* START MATERIAL PROVIDED *
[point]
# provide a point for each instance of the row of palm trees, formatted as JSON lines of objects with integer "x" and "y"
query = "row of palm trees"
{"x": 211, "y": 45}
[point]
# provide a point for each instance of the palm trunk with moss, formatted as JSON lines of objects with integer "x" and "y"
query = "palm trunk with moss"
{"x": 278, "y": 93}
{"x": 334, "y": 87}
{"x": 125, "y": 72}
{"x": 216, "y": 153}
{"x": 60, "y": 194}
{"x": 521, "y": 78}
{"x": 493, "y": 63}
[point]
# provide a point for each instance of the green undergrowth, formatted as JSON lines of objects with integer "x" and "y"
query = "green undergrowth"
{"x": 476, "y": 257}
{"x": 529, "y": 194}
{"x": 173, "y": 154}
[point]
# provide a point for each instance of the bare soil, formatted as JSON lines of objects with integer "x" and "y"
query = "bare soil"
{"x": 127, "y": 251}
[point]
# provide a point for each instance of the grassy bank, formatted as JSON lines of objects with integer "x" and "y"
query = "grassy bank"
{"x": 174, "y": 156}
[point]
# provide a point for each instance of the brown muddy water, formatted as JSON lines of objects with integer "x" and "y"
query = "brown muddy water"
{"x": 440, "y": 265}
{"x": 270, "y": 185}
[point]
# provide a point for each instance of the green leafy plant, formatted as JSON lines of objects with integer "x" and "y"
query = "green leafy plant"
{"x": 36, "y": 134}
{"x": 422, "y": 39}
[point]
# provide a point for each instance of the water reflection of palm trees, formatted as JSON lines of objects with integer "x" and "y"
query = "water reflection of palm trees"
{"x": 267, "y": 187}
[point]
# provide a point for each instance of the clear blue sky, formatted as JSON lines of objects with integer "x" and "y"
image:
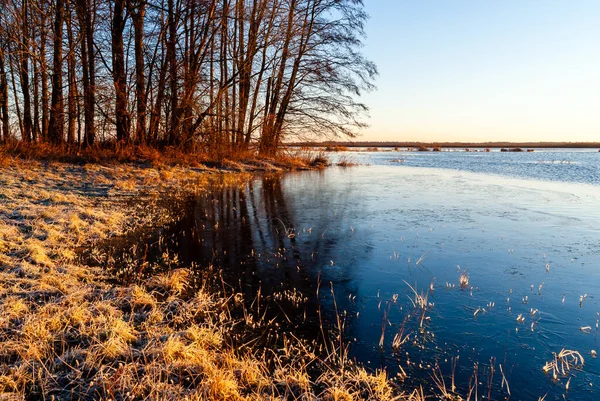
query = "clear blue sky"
{"x": 478, "y": 70}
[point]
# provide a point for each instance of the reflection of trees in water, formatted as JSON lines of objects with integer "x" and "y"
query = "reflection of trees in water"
{"x": 250, "y": 233}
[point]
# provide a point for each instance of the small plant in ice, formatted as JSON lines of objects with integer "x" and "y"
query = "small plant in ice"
{"x": 464, "y": 280}
{"x": 563, "y": 362}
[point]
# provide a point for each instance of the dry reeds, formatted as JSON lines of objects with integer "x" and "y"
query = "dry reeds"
{"x": 563, "y": 362}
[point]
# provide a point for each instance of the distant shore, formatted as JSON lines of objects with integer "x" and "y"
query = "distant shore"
{"x": 370, "y": 144}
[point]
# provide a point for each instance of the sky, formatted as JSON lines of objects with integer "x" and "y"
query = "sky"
{"x": 484, "y": 70}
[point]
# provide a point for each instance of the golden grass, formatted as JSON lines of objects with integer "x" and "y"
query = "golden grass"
{"x": 66, "y": 333}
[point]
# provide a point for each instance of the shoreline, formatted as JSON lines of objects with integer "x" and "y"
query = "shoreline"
{"x": 67, "y": 331}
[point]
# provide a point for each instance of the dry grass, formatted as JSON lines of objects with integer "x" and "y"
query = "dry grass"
{"x": 110, "y": 153}
{"x": 67, "y": 333}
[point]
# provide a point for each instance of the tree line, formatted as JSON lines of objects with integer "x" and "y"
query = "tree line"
{"x": 225, "y": 75}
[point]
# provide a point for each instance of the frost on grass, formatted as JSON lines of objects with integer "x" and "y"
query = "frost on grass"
{"x": 66, "y": 333}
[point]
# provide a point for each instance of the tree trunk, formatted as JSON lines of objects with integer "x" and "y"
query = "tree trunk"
{"x": 5, "y": 132}
{"x": 56, "y": 129}
{"x": 140, "y": 78}
{"x": 122, "y": 117}
{"x": 24, "y": 72}
{"x": 72, "y": 100}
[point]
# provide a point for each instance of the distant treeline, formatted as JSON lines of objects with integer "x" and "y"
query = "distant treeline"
{"x": 372, "y": 144}
{"x": 221, "y": 74}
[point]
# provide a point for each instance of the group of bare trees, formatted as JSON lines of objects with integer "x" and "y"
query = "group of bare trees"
{"x": 222, "y": 74}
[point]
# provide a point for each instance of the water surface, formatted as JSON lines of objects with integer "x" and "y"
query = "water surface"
{"x": 530, "y": 247}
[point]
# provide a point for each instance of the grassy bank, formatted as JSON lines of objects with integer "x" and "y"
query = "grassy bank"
{"x": 110, "y": 153}
{"x": 66, "y": 332}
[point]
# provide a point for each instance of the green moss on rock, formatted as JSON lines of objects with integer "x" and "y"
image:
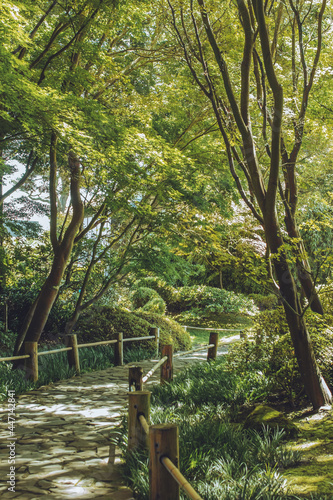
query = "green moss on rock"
{"x": 265, "y": 415}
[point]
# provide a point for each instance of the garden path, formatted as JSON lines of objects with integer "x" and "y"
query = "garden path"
{"x": 63, "y": 435}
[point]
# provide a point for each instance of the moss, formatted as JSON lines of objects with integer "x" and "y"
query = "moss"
{"x": 315, "y": 474}
{"x": 265, "y": 415}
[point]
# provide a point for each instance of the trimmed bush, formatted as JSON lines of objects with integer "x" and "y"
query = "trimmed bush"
{"x": 264, "y": 302}
{"x": 160, "y": 286}
{"x": 142, "y": 296}
{"x": 156, "y": 305}
{"x": 210, "y": 300}
{"x": 103, "y": 323}
{"x": 148, "y": 300}
{"x": 170, "y": 331}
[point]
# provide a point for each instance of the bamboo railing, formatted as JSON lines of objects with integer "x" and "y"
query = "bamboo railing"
{"x": 162, "y": 440}
{"x": 31, "y": 352}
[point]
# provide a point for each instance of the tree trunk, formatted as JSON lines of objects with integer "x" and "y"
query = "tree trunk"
{"x": 315, "y": 385}
{"x": 303, "y": 267}
{"x": 62, "y": 252}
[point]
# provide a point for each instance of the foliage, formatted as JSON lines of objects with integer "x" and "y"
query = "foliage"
{"x": 201, "y": 301}
{"x": 54, "y": 367}
{"x": 102, "y": 323}
{"x": 159, "y": 285}
{"x": 170, "y": 331}
{"x": 218, "y": 457}
{"x": 210, "y": 300}
{"x": 264, "y": 302}
{"x": 272, "y": 352}
{"x": 148, "y": 300}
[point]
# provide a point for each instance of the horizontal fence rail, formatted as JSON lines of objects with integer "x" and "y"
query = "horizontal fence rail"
{"x": 54, "y": 351}
{"x": 14, "y": 358}
{"x": 197, "y": 349}
{"x": 213, "y": 329}
{"x": 163, "y": 442}
{"x": 153, "y": 370}
{"x": 178, "y": 476}
{"x": 31, "y": 351}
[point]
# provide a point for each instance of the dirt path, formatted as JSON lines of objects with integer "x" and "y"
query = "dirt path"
{"x": 62, "y": 443}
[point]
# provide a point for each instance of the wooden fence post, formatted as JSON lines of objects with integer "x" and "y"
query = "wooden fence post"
{"x": 135, "y": 378}
{"x": 156, "y": 332}
{"x": 164, "y": 441}
{"x": 138, "y": 404}
{"x": 31, "y": 364}
{"x": 212, "y": 351}
{"x": 73, "y": 355}
{"x": 167, "y": 367}
{"x": 118, "y": 350}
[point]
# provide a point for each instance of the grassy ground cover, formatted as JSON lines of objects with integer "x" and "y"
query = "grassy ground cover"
{"x": 221, "y": 458}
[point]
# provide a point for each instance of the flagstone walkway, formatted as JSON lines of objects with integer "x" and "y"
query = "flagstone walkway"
{"x": 63, "y": 436}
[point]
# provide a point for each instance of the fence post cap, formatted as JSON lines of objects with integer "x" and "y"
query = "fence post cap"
{"x": 163, "y": 426}
{"x": 139, "y": 392}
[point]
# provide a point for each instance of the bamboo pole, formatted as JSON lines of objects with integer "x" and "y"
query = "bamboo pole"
{"x": 54, "y": 351}
{"x": 153, "y": 370}
{"x": 13, "y": 358}
{"x": 156, "y": 333}
{"x": 138, "y": 405}
{"x": 73, "y": 354}
{"x": 167, "y": 367}
{"x": 135, "y": 378}
{"x": 178, "y": 476}
{"x": 197, "y": 349}
{"x": 212, "y": 351}
{"x": 148, "y": 337}
{"x": 31, "y": 363}
{"x": 163, "y": 441}
{"x": 102, "y": 342}
{"x": 118, "y": 351}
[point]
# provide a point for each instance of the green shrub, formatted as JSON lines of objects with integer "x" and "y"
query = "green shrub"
{"x": 142, "y": 296}
{"x": 219, "y": 458}
{"x": 103, "y": 323}
{"x": 161, "y": 287}
{"x": 148, "y": 300}
{"x": 170, "y": 331}
{"x": 156, "y": 305}
{"x": 272, "y": 351}
{"x": 264, "y": 302}
{"x": 210, "y": 300}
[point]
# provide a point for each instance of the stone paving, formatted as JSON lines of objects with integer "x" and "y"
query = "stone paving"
{"x": 63, "y": 435}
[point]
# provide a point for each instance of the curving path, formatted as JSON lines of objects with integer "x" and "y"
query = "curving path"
{"x": 63, "y": 435}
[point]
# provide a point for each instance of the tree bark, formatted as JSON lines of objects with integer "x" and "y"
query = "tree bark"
{"x": 315, "y": 385}
{"x": 62, "y": 251}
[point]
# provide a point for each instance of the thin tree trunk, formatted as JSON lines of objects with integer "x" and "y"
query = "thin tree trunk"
{"x": 315, "y": 385}
{"x": 62, "y": 253}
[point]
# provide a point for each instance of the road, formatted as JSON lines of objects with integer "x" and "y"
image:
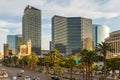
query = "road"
{"x": 14, "y": 71}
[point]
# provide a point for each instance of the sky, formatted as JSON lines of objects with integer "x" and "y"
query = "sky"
{"x": 105, "y": 12}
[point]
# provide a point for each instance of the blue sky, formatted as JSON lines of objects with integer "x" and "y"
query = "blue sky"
{"x": 100, "y": 11}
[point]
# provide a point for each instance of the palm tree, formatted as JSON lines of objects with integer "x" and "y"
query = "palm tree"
{"x": 88, "y": 57}
{"x": 103, "y": 48}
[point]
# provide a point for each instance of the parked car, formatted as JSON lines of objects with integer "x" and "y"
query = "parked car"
{"x": 19, "y": 75}
{"x": 55, "y": 78}
{"x": 27, "y": 78}
{"x": 36, "y": 78}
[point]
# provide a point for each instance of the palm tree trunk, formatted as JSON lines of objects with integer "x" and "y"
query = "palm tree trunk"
{"x": 83, "y": 74}
{"x": 86, "y": 72}
{"x": 105, "y": 74}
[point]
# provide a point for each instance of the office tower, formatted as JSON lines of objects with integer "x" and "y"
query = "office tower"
{"x": 99, "y": 33}
{"x": 14, "y": 41}
{"x": 114, "y": 40}
{"x": 6, "y": 48}
{"x": 31, "y": 28}
{"x": 71, "y": 34}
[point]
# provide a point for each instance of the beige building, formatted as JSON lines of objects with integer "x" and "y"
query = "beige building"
{"x": 25, "y": 50}
{"x": 114, "y": 39}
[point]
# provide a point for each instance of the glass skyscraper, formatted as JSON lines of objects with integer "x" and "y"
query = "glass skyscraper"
{"x": 31, "y": 28}
{"x": 14, "y": 41}
{"x": 99, "y": 32}
{"x": 71, "y": 34}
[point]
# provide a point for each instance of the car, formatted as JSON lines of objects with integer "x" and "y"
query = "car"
{"x": 14, "y": 78}
{"x": 19, "y": 75}
{"x": 27, "y": 78}
{"x": 55, "y": 78}
{"x": 5, "y": 74}
{"x": 36, "y": 78}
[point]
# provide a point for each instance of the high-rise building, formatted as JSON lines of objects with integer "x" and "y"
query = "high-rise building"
{"x": 71, "y": 34}
{"x": 114, "y": 40}
{"x": 14, "y": 41}
{"x": 31, "y": 28}
{"x": 99, "y": 33}
{"x": 6, "y": 49}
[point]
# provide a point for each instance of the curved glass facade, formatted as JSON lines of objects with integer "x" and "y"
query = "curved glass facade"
{"x": 71, "y": 34}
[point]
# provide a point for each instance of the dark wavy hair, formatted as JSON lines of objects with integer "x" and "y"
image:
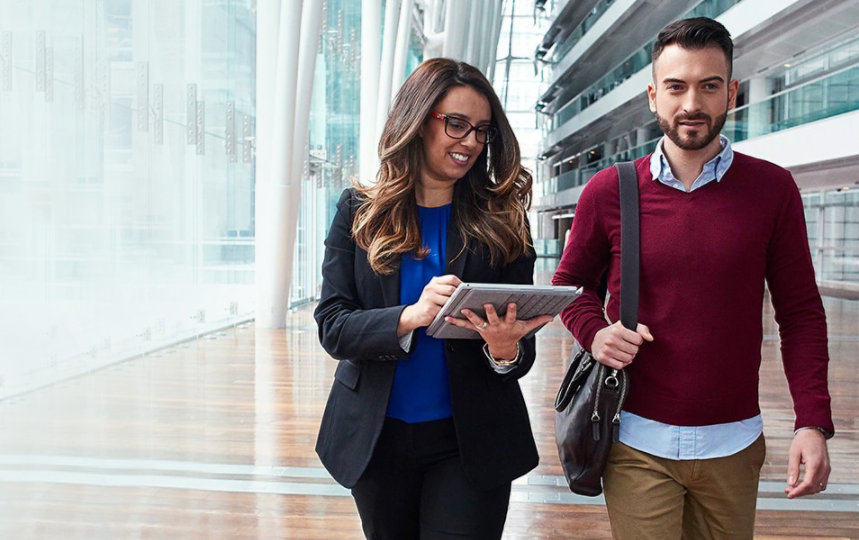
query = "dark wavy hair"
{"x": 695, "y": 33}
{"x": 489, "y": 203}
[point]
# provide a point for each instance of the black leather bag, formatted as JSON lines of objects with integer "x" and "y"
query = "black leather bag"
{"x": 588, "y": 405}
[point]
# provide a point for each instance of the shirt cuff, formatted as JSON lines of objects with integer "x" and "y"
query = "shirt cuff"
{"x": 406, "y": 341}
{"x": 502, "y": 367}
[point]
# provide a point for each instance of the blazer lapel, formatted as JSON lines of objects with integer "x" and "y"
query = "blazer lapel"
{"x": 391, "y": 287}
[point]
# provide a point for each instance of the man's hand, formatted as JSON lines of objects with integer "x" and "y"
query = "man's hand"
{"x": 808, "y": 449}
{"x": 616, "y": 346}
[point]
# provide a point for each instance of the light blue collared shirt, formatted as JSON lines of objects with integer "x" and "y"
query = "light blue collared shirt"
{"x": 689, "y": 442}
{"x": 714, "y": 169}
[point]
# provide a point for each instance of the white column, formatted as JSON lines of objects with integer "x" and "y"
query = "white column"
{"x": 401, "y": 50}
{"x": 455, "y": 27}
{"x": 472, "y": 34}
{"x": 493, "y": 35}
{"x": 287, "y": 38}
{"x": 389, "y": 42}
{"x": 370, "y": 29}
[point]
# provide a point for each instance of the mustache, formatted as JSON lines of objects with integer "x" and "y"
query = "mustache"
{"x": 692, "y": 117}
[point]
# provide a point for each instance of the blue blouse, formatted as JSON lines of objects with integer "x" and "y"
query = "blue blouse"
{"x": 421, "y": 390}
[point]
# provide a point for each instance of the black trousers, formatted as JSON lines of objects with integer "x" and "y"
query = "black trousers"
{"x": 415, "y": 488}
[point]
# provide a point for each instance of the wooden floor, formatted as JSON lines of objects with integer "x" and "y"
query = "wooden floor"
{"x": 214, "y": 440}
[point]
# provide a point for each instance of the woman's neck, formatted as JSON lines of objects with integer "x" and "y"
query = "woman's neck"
{"x": 433, "y": 196}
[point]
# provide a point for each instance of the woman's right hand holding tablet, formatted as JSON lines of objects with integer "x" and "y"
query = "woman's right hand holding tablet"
{"x": 432, "y": 298}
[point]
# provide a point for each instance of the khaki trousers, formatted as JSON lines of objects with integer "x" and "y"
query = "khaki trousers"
{"x": 662, "y": 499}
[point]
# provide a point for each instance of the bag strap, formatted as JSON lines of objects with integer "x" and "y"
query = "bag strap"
{"x": 629, "y": 243}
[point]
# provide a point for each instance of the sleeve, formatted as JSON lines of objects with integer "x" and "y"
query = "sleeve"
{"x": 799, "y": 314}
{"x": 584, "y": 263}
{"x": 346, "y": 328}
{"x": 520, "y": 271}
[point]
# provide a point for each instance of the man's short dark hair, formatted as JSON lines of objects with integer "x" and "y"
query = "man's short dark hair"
{"x": 696, "y": 33}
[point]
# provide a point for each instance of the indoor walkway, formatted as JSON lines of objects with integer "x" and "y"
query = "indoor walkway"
{"x": 214, "y": 439}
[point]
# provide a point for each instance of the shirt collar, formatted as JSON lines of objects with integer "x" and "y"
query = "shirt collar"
{"x": 714, "y": 169}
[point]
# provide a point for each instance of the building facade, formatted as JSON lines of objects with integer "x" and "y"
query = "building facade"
{"x": 797, "y": 63}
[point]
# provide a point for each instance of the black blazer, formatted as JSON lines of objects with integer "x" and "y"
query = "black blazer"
{"x": 358, "y": 315}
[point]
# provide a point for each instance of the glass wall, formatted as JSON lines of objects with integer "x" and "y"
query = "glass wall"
{"x": 126, "y": 178}
{"x": 833, "y": 235}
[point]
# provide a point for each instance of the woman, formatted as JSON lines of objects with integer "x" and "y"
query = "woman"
{"x": 427, "y": 433}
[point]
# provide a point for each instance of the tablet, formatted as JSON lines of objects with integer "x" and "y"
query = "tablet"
{"x": 531, "y": 301}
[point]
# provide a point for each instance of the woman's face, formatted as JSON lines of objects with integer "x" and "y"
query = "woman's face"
{"x": 445, "y": 159}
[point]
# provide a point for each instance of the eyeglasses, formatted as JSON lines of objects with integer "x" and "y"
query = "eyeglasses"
{"x": 457, "y": 128}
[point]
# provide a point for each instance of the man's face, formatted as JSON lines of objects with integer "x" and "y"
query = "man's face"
{"x": 691, "y": 95}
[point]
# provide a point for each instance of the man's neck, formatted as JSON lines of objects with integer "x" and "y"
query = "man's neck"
* END MATERIAL PROVIDED *
### WHAT NEEDS TO BE DONE:
Locate every line in the entries above that contains the string "dark", and copy each one in full. Case counts when matching.

### COMPLETED TASK:
# provide a point for each instance of the dark wavy hair, formatted as JSON lines of objects with integer "x" and "y"
query = "dark wavy hair"
# provide a point for each instance of the man's short dark hair, formatted as JSON lines of objects with integer "x" and "y"
query = "man's short dark hair"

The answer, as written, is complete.